PAGE EXTRACT ->
= = = = =
Fusion Investor Chatbox

This chatbox is for fundamental, technical and related discussions on investing in Bursa Malaysia. Registration is required to join. Please email me at fusion.investor@gmail.com with your preferred name and password and I will inform you when registration is confirmed.

Disclaimer: As usual, you are solely responsible for your trading & investing decisions.

Wednesday, July 9, 2008

FB30ETF: Beating the Market?

THE OLD TIMERS of this chatbox will know that I have been a long-time proponent of ETF for investors with little or no knowledge (whether new or old).

If you don’t know what is an ETF, this is a 3 letter acronym for "Exchange Traded Funds". Basically, these are passively managed funds with minimal expenses, i.e. the manager who manages the fund is not permitted to engage in active trading. Instead, the ETF goal is to simply track the performance of a Benchmark Index, with minimal “tracking error”. This is done by simply buying the Index component shares and holding them until such time when the Component Shares are altered. The Manager then swaps the shares in line with the change in the Index component. That’s pretty much the extent of trading done in those funds, which is almost none. Most of the time, the Manager just twiddle his/her thumb and does nothing, relative to his Actively Managed Fund counter-part.

Anyway, in the specific case of FB30ETF, the Benchmark Index is the FTSE Bursa Malaysia Large 30 Index, which comprise of the largest 30 stocks in Bursa Malaysia by market capitalization.

In reality, there will be some very small differences between the actual ETF performance vs the Benchmark Index. This is because the ETF is an actual physical fund with running costs (such as operating, accounting, compliance, reporting, share swapping, and other costs). Notwitstanding the above, FB30ETF’s goal is to achieve a performance over time, with a correlation of 95% or better between the Fund's portfolio NAV and the Benchmark Index.

Also, there can be differences between market price of the ETF, and its theoretical value, although Mr Market should in theory correct such mispricings.


Why FB30ETF can beat the average Market Participant?

It is counter-intuitive
, but the majority of stock market participants do not beat the market after fees and expenses. Various research studies have shown that approximately 70%-80% of stock market participants simply don’t beat the market after fees and taxes. Yes, the majority do NOT beat market.
Since ETF are passively managed with the lowest fees amongst all types of equity funds, they track market performance pretty well. And that by definition, beats the majority of the stock market players!


Advantages of ETF

Besides beating the majority of stock market players including the professionals ...
1. No Fundamental Analysis required. Yes! You can throw away Balance Sheets, Income Statements, Cashflow Statements, and anything to do with FA! That's right - throw them away, and no need to even worry about not understanding the difference between earnings vs cashflow, or how to identify a "strong" Balance Sheet, or how to assess future prospects of a company, etc.! Investing in ETF is a no-brainer. The only decisions required are simple ones like when to buy, when to sell. Easy stuff isn't it? :-)

2. Automatic Diversification. The ETF is automatically invested in the Top 30 Blue Chips. No need for you to actively worry and decide whether you have enough diversification or not, or which stock's fundamentals are deteriorating and thus requires selling, etc., since these decisions are automatically made for you. Linked to 1., you do not need to monitor the fundamentals of the 30 shares!
= = = = =
SUPPLIED DATA ->
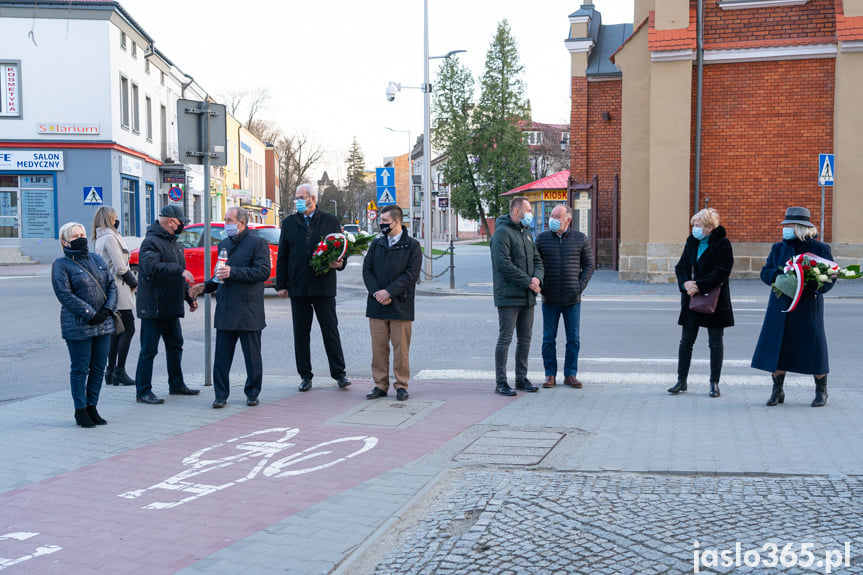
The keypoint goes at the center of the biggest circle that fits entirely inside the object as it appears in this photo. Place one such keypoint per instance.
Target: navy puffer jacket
(80, 296)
= = = = =
AIM 1 ->
Which benchmark index does the FB30ETF post say the fund tracks?
AIM 2 ->
Pick up the FB30ETF post after its final sentence and keep writing.

OUTPUT 1 ->
The FTSE Bursa Malaysia Large 30 Index.

OUTPUT 2 ->
3. No risk of a single company bust causing the entire fund to go bust. This is linked to 2. above. When a company starts to under-perform, its market cap will diminish, and Bursa will automatically (within prescribed rules) throw that company out and replace it with a new one. So, the chance of FM30ETF going to zero is practically non-existent.

4. Lowest (minimal) fees.


Disadvantage of ETF

Only average market returns, not more. Cannot become like the Top Managers like Ed Seykota, Minnervini or Buffett. However, the performance will be better than the average participant (e.g. in the Top 33% - 50% band), with absolute returns that are marginally below Benchmark Index performance in the long run. For many if not all newbies, they would consider this an advantage (depending on one’s perspective).


FB30ETF Performance So Far

FB30ETF was introduced in Bursa nearly a year ago, on 19 July 2007. The opening price was $8.68. The highest price was $10, and the lowest price is $7.30.

Yesterday (8 July 2008), the fund closed at $7.35, with a total return to date of -15.3% since inception.

Interestingly, the FB30ETF actually outperformed the KLCI over the same period! See below.



Other Thoughts & Observations

Despite the above out-performance, I note with irony that the FB30ETF has not been popular with investors and traders alike this year.

After the excitement in the first few months, volume has declined to very low levels, and is recently only a small fraction of what it used to be during the first few months of IPO.

Perhaps the reason is due to the way the ETF has been marketed. One possibility is that ETF are only appealing to “Do Nothing” investors who just want to obtain “market” returns, by “doing nothing”. Hence Do Nothing = low trading volume.

However, I think this is actually unfortunate.

This is because, I think ETF has the potential to introduce the new trader to learn the skills of trading using Technical Analysis.

In fact, my main purpose in writing this article is not to introduce you to Buy and Hold, but if you are a beginning trader, to stimulate your thoughts further as a Trader.

In fact, I sincerely believe that those who trade this fund only using Technical Analysis actually have an edge over the “Do Nothing” investor, as well as having an edge over FA investors. The "edge" is important, because in the long-run, it will translate to higher returns.

This is because with this fund, it is futile to do a Fundamental Analysis on the Top 30 stocks by market capitalization. No FA investor will bother to do this and then invest in such a fixed diversified fund!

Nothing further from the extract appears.